* WORK TASK *
The required output is every record, reproduced exactly.

* PROVIDED DATA *
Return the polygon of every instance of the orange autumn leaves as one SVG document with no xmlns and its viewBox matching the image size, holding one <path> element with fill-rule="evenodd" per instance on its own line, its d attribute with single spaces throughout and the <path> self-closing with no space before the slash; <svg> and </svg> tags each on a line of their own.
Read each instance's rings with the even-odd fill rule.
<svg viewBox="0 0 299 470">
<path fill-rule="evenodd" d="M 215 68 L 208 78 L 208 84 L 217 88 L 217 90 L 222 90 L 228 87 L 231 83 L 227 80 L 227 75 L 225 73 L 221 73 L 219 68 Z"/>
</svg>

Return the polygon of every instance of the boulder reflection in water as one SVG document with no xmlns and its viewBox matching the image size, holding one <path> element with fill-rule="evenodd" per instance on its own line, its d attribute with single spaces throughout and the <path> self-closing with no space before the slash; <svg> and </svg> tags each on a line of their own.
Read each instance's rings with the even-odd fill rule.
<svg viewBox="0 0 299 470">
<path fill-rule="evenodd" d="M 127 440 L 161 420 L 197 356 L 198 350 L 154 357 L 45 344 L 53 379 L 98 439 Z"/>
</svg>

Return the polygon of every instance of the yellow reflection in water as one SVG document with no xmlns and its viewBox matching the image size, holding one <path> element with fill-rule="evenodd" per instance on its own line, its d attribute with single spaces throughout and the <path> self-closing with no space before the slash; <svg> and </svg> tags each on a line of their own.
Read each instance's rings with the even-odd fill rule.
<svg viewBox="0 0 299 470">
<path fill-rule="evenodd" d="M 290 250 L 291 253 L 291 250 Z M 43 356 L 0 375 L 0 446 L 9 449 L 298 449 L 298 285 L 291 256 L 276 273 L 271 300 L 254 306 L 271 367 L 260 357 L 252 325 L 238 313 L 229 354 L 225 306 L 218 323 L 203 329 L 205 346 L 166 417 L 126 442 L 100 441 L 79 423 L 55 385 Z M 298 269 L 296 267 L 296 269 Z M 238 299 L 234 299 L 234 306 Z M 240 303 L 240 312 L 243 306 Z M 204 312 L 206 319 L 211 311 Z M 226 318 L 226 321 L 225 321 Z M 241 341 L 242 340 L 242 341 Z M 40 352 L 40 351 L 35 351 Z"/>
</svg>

* SOLUTION TO THE EXERCISE *
Return the polygon of every instance of the orange autumn leaves as one SVG document with no xmlns and its viewBox matching the image size, holding one <path> element with fill-rule="evenodd" per instance on its own line, its d attribute with single spaces throughout and the <path> self-closing with no space before the slash; <svg> and </svg> tags each on a line of their own.
Read each instance's rings with the even-odd fill rule.
<svg viewBox="0 0 299 470">
<path fill-rule="evenodd" d="M 215 68 L 208 78 L 208 84 L 217 88 L 217 90 L 222 90 L 228 87 L 231 83 L 227 80 L 227 75 L 225 73 L 221 73 L 219 68 Z"/>
</svg>

Return the polygon of every instance of the boulder reflection in water as one SVG document with no xmlns and its viewBox matching the image size, holding one <path> element with fill-rule="evenodd" per instance on its own line, its d attribute with single spaces throughout and the <path> self-closing with no space before the slash; <svg> and </svg> tags each on a line of their own.
Read each instance's rings with the even-odd fill rule.
<svg viewBox="0 0 299 470">
<path fill-rule="evenodd" d="M 127 440 L 161 420 L 197 356 L 198 350 L 154 357 L 45 344 L 53 379 L 98 439 Z"/>
</svg>

Return the polygon of every instance of the yellow reflection in water as one SVG document with no xmlns and its viewBox matching the image size, holding one <path> element with fill-rule="evenodd" per instance on its own line, its d attribute with single spaces throughout and the <path> self-closing with no space before the slash; <svg> and </svg> tags each on a line of their own.
Read each instance's rings with the even-odd fill rule.
<svg viewBox="0 0 299 470">
<path fill-rule="evenodd" d="M 290 250 L 291 253 L 291 250 Z M 43 356 L 0 375 L 0 446 L 9 449 L 298 449 L 298 285 L 291 256 L 276 273 L 271 300 L 254 306 L 271 367 L 260 357 L 252 325 L 238 313 L 229 354 L 225 306 L 218 323 L 203 329 L 205 346 L 166 417 L 126 442 L 100 441 L 79 423 L 55 385 Z M 298 269 L 296 267 L 296 269 Z M 238 299 L 234 299 L 234 306 Z M 240 303 L 240 312 L 243 306 Z M 204 312 L 206 319 L 211 311 Z M 226 318 L 226 321 L 225 321 Z M 241 341 L 242 340 L 242 341 Z M 40 352 L 40 351 L 35 351 Z"/>
</svg>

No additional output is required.